For my sweet children, life has become a daily practice of knocking against the walls to see where the studs are. Like builders searching for where to drive the nail into a wall, they need to discover which parts of life will hold their weight and which parts will result in broken drywall and scraped knuckles.

As I watch them knock against the wall and floor and chair, the dutiful parent in me wants to keep reminding them what "safe" is. I look at my children and echo my son's words from earlier: They're just babies. They don't know anything. But that's not what Jesus says when he encounters children throughout the Gospels. 

Instead, he says, "Everyone else, watch and learn." Jesus challenges his followers to become more like the little children he observes, and if I've learned anything from watching my two kids, it's this: That is a terrifying challenge. 

When we talk about what it means to be childlike, we often use words like curious, wondrous, gentle and imaginative. These are good words, but they strike me as suspiciously adult. They sound like grown-ups trying to describe children the way critics describe art or sportscasters describe athletes. Such language might be accurate, but to the child they are irrelevant. Children are creatures of knuckles and knees.

Instead of curious and wondrous, what about clumsy and foolish? Instead of gentle and imaginative, what about brazen and blundering? Are these not the words that capture how we feel when we step into that other terrifying challenge that Christ issues: To take up our cross and carry it? 

When I look back at my first attempts to write, I cringe at how clumsy my words were. When I think back to my first years of teaching, I flush with embarrassment at the foolish mistakes I made. When I reflect on my most painful disappointments throughout life, I notice many came from my most brazen ideas. When I have opportunities to interact with members of my community who don't speak the language I know, who might be experiencing homelessness or who grapple with addiction, all my eloquence vanishes. I blunder my way through conversations, desperately hoping I've communicated in a way that displays humanity and dignity rather than otherness or condescension.

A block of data
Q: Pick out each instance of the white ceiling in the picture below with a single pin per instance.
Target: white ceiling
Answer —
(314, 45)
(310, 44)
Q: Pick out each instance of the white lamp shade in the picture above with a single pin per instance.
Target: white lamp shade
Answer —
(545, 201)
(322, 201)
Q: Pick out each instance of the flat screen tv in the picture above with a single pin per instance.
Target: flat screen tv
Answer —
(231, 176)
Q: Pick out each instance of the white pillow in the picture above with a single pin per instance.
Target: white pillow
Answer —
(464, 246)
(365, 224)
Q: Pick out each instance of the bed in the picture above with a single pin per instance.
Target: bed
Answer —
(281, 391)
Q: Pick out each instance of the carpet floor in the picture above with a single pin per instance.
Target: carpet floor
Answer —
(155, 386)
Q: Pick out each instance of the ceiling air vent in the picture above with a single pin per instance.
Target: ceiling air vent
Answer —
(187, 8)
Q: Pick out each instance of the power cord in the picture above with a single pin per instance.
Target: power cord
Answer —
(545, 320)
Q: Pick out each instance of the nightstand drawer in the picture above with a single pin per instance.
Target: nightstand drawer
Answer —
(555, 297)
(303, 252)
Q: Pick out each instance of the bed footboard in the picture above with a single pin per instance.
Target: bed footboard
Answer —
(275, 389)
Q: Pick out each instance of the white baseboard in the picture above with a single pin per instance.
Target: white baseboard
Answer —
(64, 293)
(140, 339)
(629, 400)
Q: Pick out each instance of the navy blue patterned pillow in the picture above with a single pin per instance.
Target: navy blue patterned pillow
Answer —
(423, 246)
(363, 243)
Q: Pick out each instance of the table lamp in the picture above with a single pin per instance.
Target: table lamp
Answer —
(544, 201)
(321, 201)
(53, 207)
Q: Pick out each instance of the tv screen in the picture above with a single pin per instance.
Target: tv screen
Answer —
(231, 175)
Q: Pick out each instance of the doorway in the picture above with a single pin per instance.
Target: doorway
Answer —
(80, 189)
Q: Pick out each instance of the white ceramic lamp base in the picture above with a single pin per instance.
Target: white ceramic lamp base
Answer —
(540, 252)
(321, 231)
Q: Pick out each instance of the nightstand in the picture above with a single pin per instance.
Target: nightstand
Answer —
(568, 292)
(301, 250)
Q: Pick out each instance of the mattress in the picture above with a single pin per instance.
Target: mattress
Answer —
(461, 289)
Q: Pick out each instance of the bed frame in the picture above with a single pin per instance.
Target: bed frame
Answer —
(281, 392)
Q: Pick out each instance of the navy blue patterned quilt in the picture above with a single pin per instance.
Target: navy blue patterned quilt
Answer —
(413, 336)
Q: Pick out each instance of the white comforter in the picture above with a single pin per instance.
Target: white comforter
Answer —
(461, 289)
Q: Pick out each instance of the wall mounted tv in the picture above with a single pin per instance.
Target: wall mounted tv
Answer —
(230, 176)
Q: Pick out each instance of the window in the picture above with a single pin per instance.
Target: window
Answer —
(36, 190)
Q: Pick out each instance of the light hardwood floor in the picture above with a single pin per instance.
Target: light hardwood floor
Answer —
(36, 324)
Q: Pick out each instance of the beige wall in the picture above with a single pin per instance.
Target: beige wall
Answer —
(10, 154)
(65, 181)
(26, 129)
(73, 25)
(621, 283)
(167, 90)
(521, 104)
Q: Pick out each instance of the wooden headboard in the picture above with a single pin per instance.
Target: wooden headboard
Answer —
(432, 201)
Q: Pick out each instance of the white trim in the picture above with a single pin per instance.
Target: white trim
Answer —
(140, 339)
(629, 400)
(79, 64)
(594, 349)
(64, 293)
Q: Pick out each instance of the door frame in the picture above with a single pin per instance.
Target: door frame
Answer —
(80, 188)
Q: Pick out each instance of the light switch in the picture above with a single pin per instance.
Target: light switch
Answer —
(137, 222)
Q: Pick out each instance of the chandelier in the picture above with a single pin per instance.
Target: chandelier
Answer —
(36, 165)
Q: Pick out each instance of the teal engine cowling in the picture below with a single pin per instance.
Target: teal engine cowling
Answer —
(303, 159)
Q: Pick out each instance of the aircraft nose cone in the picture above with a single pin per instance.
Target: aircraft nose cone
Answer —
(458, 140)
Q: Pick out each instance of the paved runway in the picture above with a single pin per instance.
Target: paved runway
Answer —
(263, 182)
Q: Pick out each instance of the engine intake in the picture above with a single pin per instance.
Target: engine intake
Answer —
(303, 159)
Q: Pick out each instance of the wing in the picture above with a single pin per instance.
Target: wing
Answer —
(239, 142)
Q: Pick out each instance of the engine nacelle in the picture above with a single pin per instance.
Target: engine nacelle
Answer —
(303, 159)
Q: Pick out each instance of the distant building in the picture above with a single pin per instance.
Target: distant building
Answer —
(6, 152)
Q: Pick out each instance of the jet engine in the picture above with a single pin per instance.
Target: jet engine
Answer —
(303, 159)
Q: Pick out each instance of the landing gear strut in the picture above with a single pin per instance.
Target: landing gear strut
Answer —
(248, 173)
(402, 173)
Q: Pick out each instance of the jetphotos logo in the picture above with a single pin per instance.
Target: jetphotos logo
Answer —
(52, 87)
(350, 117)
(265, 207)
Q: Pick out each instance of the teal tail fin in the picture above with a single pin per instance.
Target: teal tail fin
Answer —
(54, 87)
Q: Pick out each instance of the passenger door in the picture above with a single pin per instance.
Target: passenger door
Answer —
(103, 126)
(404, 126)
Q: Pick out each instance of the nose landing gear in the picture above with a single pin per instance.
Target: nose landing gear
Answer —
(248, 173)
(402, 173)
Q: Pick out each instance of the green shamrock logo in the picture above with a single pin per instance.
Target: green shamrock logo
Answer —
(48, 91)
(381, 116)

_EXERCISE TASK 1:_
Answer these questions from the essay on being childlike:
(a) According to the builder comparison, what do the children need to discover?
(b) Which words does the essay say we often use when we talk about what it means to be childlike?
(c) What happens to the writer's eloquence when interacting with community members who don't speak the same language, who might be experiencing homelessness or who grapple with addiction?
_EXERCISE TASK 2:_
Update the essay on being childlike by writing out everything from "For my sweet" down to "and scraped knuckles.", with "drywall" replaced by "plaster".
_EXERCISE TASK 3:_
Go on with the essay on being childlike from the point where it stops.
These rows were taken from a separate source.

_ANSWER 1:_
(a) They need to discover which parts of life will hold their weight and which parts will result in broken drywall and scraped knuckles.
(b) Curious, wondrous, gentle and imaginative.
(c) All of it vanishes.

_ANSWER 2:_
For my sweet children, life has become a daily practice of knocking against the walls to see where the studs are. Like builders searching for where to drive the nail into a wall, they need to discover which parts of life will hold their weight and which parts will result in broken plaster and scraped knuckles.

_ANSWER 3:_
These are my scraped knuckles. These are my skinned knees. These are the feelings I desperately try to avoid on a daily basis. They are the mistakes I've worked hard not to repeat. I've sharpened my writing, honed my teaching and endured awkward conversations. I've worked strategically to improve at these things like a dutiful adult — only to watch my clumsy, foolish, brazen, blundering children barrel toward new mistakes day after day.

I wish I remembered how to do that. 

Children know what we adults often forget: The body often shows up before the mind knows what to do or the mouth knows what to say. The body is the thing with knuckles and knees, after all. It alone has the tools to test the walls and to climb them, however clumsily.

The children in my life — my kids, my neighbors and my students — remind me what all this testing and climbing promises: Not success or comfort, but stumbling and crying. It's scrapes on the knees of our confidence and knocks to our egos. It's more bruises, not fewer. It's failing to have the words to explain why I've shown up to any given service, classroom, relationship or essay, but trusting in the arms and legs that brought me there.